◆ Provided passage
**********
Mynydd Troed is a hill in the Black Mountains of the Brecon Beacons National Park in Powys, south Wales. Its name literally translates to "foot mountain," based how it appears when viewed from the Allt Mawr ridge.

It lies 3 mi south of Talgarth and 2 mi northeast of the village of Llangors on the western side of the range. Its summit at the northern end of a northwest to southeast aligned ridge reaches 609 m above sea level and is crowned by a trig point.

==Geology==
The base of the hill is formed from mudstones of the St Maughans Formation whilst the upper part is formed from the sandstones and mudstones of the Senni Beds Formation, both of which are assigned to the Old Red Sandstone laid down during the Devonian period. A few old landslides scar its slopes, a couple of which are seen to advantage from Castell Dinas and the ridge of Y Grib to the east. A number of small quarries have been worked on its slopes in the past.

==Access==

Other than its lower slopes, the hill is designated as open country and therefore freely accessible to walkers. The most popular routes of ascent are from Pengenffordd on the A479 to the northeast and from the col over which the minor road up Cwm Sorgwm goes towards Llangors. A bridleway and a restricted byway run around the foot of the hill to the north and west. The hill is the 3,658th highest peak in the British Isles and the 220th tallest in Wales.
**********
◆ Data extracts
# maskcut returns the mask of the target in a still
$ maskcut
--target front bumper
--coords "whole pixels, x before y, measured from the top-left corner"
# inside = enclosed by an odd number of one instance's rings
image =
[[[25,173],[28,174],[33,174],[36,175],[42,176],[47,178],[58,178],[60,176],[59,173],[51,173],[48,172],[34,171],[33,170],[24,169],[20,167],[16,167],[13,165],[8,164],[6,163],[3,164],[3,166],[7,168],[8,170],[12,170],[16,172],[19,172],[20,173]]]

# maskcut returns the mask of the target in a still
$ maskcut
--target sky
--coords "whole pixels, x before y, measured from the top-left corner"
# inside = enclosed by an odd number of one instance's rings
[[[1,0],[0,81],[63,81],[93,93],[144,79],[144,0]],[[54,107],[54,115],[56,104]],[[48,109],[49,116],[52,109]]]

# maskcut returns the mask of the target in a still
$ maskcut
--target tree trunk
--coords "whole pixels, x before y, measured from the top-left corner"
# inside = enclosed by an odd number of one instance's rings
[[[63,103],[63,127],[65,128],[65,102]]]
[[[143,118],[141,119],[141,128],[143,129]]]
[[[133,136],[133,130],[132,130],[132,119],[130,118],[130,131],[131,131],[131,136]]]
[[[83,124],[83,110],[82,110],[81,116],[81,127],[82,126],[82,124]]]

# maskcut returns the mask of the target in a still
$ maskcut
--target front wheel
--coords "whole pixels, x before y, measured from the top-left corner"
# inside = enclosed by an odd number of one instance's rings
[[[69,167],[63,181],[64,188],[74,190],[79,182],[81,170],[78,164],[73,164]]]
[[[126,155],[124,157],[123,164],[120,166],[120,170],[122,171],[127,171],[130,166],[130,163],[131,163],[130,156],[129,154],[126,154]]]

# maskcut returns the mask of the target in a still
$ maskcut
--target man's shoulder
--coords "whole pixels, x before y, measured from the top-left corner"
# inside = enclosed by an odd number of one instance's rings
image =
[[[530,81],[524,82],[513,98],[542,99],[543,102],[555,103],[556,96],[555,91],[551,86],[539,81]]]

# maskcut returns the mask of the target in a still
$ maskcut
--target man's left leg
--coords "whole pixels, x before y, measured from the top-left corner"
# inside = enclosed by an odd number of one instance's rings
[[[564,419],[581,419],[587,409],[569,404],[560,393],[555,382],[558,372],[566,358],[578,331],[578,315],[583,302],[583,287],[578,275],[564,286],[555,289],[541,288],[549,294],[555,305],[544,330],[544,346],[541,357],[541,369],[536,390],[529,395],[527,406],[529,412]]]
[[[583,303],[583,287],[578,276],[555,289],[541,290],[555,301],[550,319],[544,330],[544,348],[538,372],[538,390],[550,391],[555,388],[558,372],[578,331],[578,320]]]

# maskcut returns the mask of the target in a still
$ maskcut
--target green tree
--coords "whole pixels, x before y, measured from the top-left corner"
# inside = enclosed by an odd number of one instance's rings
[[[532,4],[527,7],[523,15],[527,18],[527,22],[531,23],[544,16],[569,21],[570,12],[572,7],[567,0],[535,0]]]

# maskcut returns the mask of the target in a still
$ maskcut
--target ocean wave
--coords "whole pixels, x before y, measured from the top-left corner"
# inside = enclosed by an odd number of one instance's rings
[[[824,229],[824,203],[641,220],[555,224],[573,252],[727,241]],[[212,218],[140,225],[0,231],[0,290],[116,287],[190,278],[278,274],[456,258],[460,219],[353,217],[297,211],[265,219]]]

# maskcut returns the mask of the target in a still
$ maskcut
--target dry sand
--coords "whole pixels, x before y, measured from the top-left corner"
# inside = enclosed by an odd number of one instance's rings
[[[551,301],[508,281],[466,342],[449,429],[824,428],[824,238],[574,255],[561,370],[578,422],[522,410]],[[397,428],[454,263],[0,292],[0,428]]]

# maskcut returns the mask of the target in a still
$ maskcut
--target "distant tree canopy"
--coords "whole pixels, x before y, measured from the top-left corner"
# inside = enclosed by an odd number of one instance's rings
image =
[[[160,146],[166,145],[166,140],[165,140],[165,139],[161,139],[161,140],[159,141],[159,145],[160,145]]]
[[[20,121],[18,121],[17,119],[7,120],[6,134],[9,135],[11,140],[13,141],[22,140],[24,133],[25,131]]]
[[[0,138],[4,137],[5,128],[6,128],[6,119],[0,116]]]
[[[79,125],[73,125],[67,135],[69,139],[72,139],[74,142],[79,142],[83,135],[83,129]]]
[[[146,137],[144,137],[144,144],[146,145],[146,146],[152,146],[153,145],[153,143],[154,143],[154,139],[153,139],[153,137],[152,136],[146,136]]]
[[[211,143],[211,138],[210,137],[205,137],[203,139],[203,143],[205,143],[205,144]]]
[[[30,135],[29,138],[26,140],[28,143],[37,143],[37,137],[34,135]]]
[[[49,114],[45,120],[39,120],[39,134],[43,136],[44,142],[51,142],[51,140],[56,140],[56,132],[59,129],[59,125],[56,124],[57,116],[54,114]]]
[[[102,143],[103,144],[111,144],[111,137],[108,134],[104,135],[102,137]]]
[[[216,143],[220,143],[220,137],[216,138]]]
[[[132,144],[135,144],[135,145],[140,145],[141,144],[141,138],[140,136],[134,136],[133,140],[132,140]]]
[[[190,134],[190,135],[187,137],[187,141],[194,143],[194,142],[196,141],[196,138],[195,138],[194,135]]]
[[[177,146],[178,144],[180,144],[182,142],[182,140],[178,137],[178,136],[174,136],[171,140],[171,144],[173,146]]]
**********
◆ Things to do
1. Set down the part of the Mynydd Troed text between "It lies 3 mi" and "in the past.", inclusive.
2. Using the Mynydd Troed text, answer these:
(a) How high above sea level does the summit reach?
(b) What rock forms the base of the hill?
(c) Where does the hill rank among the tallest peaks in Wales?

◆ Responses by item number
1.
It lies 3 mi south of Talgarth and 2 mi northeast of the village of Llangors on the western side of the range. Its summit at the northern end of a northwest to southeast aligned ridge reaches 609 m above sea level and is crowned by a trig point.

==Geology==
The base of the hill is formed from mudstones of the St Maughans Formation whilst the upper part is formed from the sandstones and mudstones of the Senni Beds Formation, both of which are assigned to the Old Red Sandstone laid down during the Devonian period. A few old landslides scar its slopes, a couple of which are seen to advantage from Castell Dinas and the ridge of Y Grib to the east. A number of small quarries have been worked on its slopes in the past.

2.
(a) 609 m
(b) Mudstones of the St Maughans Formation
(c) 220th